▸ **Problem to work on**
Copy the material below word for word, starting with the line that contains "Give me the location of stroller." and going on through its final line.

──────────

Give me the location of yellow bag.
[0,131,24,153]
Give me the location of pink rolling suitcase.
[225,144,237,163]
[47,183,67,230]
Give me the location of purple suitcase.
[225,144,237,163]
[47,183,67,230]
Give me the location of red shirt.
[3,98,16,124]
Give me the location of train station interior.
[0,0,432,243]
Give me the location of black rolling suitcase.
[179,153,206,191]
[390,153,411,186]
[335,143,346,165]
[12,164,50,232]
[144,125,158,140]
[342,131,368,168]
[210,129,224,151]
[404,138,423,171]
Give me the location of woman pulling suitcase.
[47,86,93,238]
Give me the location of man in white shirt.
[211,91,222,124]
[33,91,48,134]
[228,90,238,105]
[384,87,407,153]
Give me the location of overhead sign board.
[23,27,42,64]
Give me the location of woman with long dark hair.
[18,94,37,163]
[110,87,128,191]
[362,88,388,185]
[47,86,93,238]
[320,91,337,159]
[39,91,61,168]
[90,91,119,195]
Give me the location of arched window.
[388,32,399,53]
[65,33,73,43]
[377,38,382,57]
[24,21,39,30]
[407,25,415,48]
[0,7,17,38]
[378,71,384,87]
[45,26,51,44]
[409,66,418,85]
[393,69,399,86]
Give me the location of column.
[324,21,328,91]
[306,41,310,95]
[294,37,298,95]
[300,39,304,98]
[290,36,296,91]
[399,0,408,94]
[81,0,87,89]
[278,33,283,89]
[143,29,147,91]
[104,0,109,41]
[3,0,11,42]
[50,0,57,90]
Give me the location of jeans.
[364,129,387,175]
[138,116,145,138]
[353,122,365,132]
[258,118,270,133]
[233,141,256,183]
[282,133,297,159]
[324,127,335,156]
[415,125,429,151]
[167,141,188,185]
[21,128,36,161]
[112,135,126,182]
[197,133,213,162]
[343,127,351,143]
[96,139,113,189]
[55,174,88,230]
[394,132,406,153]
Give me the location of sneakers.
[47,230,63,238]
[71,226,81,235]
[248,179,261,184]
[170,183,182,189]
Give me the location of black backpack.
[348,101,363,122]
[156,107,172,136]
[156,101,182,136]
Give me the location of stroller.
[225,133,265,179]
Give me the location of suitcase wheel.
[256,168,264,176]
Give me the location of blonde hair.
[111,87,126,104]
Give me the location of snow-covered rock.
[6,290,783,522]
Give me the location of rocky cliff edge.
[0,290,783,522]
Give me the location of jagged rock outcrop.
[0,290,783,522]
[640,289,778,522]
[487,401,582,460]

──────────

▸ **Result of this task**
Give me the location of stroller.
[225,133,265,179]
Give me the location of suitcase wheel.
[256,168,264,176]
Give me the location of blonde hair.
[111,87,126,104]
Give me the location of snow-covered rock.
[6,290,783,522]
Give me the location of rocky cliff edge.
[0,290,783,522]
Give me the location of jagged rock outcrop.
[0,290,783,522]
[640,289,778,522]
[487,401,582,460]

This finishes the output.